* **WORK TO BE COMPLETED**:
Below is a listing; copy all of it exactly.

◇ ◇ ◇ ◇

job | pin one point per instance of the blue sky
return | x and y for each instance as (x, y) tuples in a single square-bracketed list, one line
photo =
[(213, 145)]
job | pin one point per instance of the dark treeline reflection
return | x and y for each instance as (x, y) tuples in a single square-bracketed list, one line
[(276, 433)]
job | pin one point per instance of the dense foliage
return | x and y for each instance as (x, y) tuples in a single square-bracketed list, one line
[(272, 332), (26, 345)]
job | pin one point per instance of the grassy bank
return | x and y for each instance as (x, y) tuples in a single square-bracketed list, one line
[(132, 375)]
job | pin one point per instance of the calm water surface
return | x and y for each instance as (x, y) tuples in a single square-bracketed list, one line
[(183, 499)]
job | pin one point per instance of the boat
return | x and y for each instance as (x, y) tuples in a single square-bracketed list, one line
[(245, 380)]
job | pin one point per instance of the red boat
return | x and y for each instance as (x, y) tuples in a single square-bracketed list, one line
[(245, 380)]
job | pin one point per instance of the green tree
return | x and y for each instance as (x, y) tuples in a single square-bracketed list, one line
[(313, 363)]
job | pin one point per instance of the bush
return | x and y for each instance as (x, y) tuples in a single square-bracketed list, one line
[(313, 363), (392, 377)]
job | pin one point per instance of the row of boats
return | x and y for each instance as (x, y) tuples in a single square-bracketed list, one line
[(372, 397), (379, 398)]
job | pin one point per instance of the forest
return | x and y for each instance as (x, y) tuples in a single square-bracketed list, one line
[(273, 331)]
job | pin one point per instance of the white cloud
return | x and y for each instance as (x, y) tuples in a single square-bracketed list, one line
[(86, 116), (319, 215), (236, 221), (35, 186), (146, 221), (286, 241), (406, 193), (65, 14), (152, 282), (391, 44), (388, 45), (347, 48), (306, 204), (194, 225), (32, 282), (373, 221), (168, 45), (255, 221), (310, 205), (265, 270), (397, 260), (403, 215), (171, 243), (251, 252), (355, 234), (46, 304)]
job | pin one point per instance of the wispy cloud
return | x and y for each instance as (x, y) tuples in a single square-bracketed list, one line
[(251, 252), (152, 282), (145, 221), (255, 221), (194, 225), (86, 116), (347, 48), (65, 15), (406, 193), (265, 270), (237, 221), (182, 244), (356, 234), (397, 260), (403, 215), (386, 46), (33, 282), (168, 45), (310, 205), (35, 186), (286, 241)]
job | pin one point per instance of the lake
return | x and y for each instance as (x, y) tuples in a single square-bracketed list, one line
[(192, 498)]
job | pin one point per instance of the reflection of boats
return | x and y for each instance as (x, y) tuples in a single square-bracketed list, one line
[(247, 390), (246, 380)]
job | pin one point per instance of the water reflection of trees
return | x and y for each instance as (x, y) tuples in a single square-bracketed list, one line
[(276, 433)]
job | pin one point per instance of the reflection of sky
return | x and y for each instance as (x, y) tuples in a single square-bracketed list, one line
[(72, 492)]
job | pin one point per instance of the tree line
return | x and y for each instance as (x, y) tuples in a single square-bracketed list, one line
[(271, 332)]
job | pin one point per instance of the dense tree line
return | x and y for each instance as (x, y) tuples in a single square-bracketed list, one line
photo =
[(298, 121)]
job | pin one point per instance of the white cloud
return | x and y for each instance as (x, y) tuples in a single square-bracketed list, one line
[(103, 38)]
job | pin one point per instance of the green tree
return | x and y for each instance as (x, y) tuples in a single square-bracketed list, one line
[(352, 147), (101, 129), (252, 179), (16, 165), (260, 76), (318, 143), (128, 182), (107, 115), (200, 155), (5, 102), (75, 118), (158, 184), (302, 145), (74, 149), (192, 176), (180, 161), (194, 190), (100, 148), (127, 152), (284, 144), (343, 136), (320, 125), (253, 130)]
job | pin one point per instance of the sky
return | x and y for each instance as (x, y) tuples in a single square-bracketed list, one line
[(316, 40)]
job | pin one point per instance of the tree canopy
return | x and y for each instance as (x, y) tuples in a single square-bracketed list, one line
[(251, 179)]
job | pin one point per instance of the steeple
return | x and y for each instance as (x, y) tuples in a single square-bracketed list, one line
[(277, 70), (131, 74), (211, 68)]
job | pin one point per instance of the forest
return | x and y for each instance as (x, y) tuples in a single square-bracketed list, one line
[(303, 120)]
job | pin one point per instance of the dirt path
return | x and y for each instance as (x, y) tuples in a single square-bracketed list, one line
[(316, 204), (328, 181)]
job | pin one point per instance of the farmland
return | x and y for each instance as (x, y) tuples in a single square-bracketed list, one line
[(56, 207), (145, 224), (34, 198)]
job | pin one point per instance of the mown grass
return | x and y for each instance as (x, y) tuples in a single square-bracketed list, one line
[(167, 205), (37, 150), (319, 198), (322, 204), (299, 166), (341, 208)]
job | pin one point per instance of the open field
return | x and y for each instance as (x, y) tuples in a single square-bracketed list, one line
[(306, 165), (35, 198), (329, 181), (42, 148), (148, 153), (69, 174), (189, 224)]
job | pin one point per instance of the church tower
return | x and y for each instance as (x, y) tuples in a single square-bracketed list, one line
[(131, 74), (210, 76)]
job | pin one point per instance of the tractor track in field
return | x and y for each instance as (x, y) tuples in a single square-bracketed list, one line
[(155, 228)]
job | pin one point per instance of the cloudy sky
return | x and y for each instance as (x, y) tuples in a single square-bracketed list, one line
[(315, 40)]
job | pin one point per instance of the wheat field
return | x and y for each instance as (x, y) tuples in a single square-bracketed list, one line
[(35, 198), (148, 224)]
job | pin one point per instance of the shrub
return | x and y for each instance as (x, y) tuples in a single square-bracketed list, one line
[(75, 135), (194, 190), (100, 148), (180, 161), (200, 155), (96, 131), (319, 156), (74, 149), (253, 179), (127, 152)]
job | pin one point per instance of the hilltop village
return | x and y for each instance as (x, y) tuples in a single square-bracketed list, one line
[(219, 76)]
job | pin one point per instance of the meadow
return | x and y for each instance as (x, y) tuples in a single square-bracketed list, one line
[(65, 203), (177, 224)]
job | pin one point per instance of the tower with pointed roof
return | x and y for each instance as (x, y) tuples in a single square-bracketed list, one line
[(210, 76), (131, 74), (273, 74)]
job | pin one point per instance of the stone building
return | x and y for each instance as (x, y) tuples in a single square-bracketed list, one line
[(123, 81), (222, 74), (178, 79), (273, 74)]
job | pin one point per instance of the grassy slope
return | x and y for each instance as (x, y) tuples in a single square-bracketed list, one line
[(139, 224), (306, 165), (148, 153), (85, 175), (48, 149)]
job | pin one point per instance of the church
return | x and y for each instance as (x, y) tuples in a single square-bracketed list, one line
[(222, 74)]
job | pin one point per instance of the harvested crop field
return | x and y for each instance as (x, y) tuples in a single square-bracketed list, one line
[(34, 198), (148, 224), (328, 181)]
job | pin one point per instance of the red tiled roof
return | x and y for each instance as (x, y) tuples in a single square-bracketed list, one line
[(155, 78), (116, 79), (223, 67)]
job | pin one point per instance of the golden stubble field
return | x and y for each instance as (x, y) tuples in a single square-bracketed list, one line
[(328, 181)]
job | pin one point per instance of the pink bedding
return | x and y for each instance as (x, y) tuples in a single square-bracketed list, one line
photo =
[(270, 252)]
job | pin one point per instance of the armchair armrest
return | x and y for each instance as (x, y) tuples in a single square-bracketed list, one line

◇ ◇ ◇ ◇

* **SOLUTION TO THIS PROBLEM**:
job | pin one point per instance of the blue sky
return | x and y for each instance as (x, y) tuples in a single square-bracketed list, one line
photo =
[(213, 145)]
job | pin one point per instance of the dark treeline reflection
return | x and y for each instance as (x, y) tuples in a single square-bracketed list, one line
[(276, 433)]
job | pin one point per instance of the dense foliage
return | x and y for each instance as (x, y) tuples in a single square-bracketed list, one line
[(272, 332), (26, 345)]
job | pin one point per instance of the grassy bank
return | x and y for each instance as (x, y) tuples in a single square-bracketed list, one line
[(132, 375)]
job | pin one point per instance of the calm water surface
return | x and y for each instance as (x, y) tuples in a single square-bracketed list, one line
[(183, 499)]
job | pin one point per instance of the boat
return | x and y for each instance as (x, y) tuples in a single square-bracketed list, one line
[(245, 380)]
job | pin one point per instance of the red boat
return | x and y for each instance as (x, y) tuples in a single square-bracketed list, one line
[(245, 380)]
job | pin one point per instance of the green tree
return | x and y for each instance as (x, y) tuples in a single square-bracketed list, one line
[(313, 363)]
job | pin one point per instance of the bush
return | x and y for each instance as (x, y) tuples in a single square-bracketed list, one line
[(313, 363), (392, 377)]
job | pin one point per instance of the row of boats
return | x and y for each instance as (x, y) tuples in a single square-bracketed list, one line
[(372, 397), (379, 398)]
job | pin one point per instance of the forest
return | x and y for each instance as (x, y) tuples in a single square-bracketed list, one line
[(273, 331)]
job | pin one point per instance of the white cloud
return | x and y for each instance as (x, y) tuples in a single square-bracketed list, one line
[(86, 116), (319, 215), (236, 221), (35, 186), (146, 221), (286, 241), (406, 193), (65, 14), (152, 282), (391, 44), (388, 45), (347, 48), (306, 204), (194, 225), (32, 282), (373, 221), (168, 45), (255, 221), (310, 205), (265, 270), (397, 260), (403, 215), (171, 243), (251, 252), (355, 234), (46, 304)]
job | pin one point per instance of the wispy cloud
return | x and y for each instance as (x, y) tuples in a single square-bracketed list, one line
[(251, 252), (152, 282), (145, 221), (255, 221), (194, 225), (86, 116), (347, 48), (65, 15), (406, 193), (265, 270), (237, 221), (182, 244), (356, 234), (397, 260), (403, 215), (386, 46), (33, 282), (168, 45), (310, 205), (35, 186), (286, 241)]
job | pin one point per instance of the lake
return | x and y for each instance as (x, y) tuples in a single square-bracketed list, one line
[(192, 498)]
job | pin one point per instance of the reflection of boats
return | x and y for each instance as (x, y) tuples in a single square-bracketed list, one line
[(247, 390), (246, 380)]
job | pin one point per instance of the water reflection of trees
return | x and y for each instance as (x, y) tuples in a single square-bracketed list, one line
[(276, 433)]
job | pin one point per instance of the reflection of sky
return | x and y for each instance as (x, y) tuples in a single square-bracketed list, one line
[(72, 492)]
job | pin one point per instance of the tree line
return | x and y for each instance as (x, y) tuples in a single square-bracketed list, one line
[(271, 332)]
job | pin one point per instance of the dense tree line
return | x and y for each instance as (x, y) tuples in a single square-bracketed list, one line
photo =
[(298, 121)]
job | pin one point per instance of the white cloud
return | x and y for each instance as (x, y) tuples in a single square-bracketed list, one line
[(103, 38)]
job | pin one point per instance of the green tree
return | x and y for each instance as (x, y) tuples in a single square-bracketed list, one line
[(352, 147), (101, 129), (252, 179), (16, 165), (260, 76), (318, 143), (128, 182), (107, 115), (200, 155), (5, 102), (75, 118), (158, 184), (302, 145), (74, 149), (192, 176), (180, 161), (194, 190), (100, 148), (127, 152), (284, 144), (343, 136), (320, 125), (253, 130)]
job | pin one point per instance of the sky
return | x and y for each instance as (x, y) tuples in a single square-bracketed list, one line
[(316, 40)]
job | pin one point per instance of the tree canopy
return | x and y for each instance as (x, y) tuples in a single square-bracketed list, one line
[(251, 179)]
job | pin one point per instance of the steeple
return | x and y for each instance as (x, y) tuples in a single square-bracketed list, one line
[(277, 70), (131, 74), (211, 68)]
job | pin one point per instance of the forest
return | x and y for each instance as (x, y) tuples in a single square-bracketed list, one line
[(303, 120)]
job | pin one point per instance of the dirt path
return | x and y for each instance as (x, y) tuples in a single square-bracketed list, one line
[(316, 204), (328, 181)]
job | pin one point per instance of the farmland
return | x and y for each instance as (x, y) tuples in a single square-bracketed list, one line
[(56, 207), (145, 224), (34, 198)]
job | pin one point per instance of the mown grass
return | x and y for each instance as (x, y) tuples in a single square-bracketed list, one line
[(167, 205), (37, 150), (319, 198), (322, 204), (299, 166), (341, 208)]
job | pin one point per instance of the open field
return | x and y for each instance as (x, y) tuples in a single square-bracketed list, one line
[(306, 165), (35, 198), (329, 181), (42, 148), (148, 153), (69, 174), (189, 224)]
job | pin one point per instance of the church tower
return | x and y for each instance as (x, y) tuples in a single square-bracketed list, one line
[(131, 74), (210, 76)]
job | pin one point per instance of the tractor track in field
return | x and y for each instance as (x, y) tuples in a single square-bracketed list, one line
[(155, 228)]
job | pin one point per instance of the cloudy sky
return | x and y for each instance as (x, y) tuples in a single square-bracketed list, one line
[(315, 40)]
job | pin one point per instance of the wheat field
return | x and y for each instance as (x, y) tuples in a single square-bracketed list, one line
[(35, 198), (148, 224)]
job | pin one point per instance of the shrub
return | x and y for each instance as (x, y) tuples in a single square-bracketed list, one line
[(75, 135), (194, 190), (100, 148), (180, 161), (200, 155), (96, 131), (319, 156), (74, 149), (253, 179), (127, 152)]
job | pin one point per instance of the hilltop village
return | x and y for each instance as (x, y) tuples in a single square-bracketed list, one line
[(219, 76)]
job | pin one point per instance of the meadow
return | x and y for each instance as (x, y) tuples in a single square-bracketed list, one line
[(65, 203), (177, 224)]
job | pin one point per instance of the tower with pointed roof
return | x and y for each instance as (x, y) tuples in a single square-bracketed list, one line
[(210, 76), (131, 74), (273, 74)]
job | pin one point per instance of the stone building
return | x and y for each instance as (x, y) tuples in a single square-bracketed list, one line
[(123, 81), (222, 74), (178, 79), (273, 74)]
job | pin one point per instance of the grassy slope
return | x and y for each instance as (x, y) tuples in a single square-bracketed list, one line
[(139, 224), (306, 165), (148, 153), (85, 175), (48, 149)]
job | pin one point per instance of the church
return | x and y for each instance as (x, y) tuples in a single square-bracketed list, one line
[(222, 74)]
job | pin one point per instance of the harvested crop field
return | x and y for each instance as (x, y) tuples in a single square-bracketed list, one line
[(34, 198), (148, 224), (328, 181)]
job | pin one point per instance of the red tiled roof
return | x and y for each instance as (x, y) tuples in a single square-bracketed list, one line
[(155, 78), (116, 79), (223, 67)]
job | pin one point per instance of the golden stubble field
return | x and y for each instance as (x, y) tuples in a single square-bracketed list, one line
[(328, 181)]
job | pin one point per instance of the pink bedding
return | x and y for each instance as (x, y) tuples in a single square-bracketed list, one line
photo =
[(270, 252)]
job | pin one point per instance of the armchair armrest
return | x and y for each instance as (x, y) tuples in a single square-bracketed list, one line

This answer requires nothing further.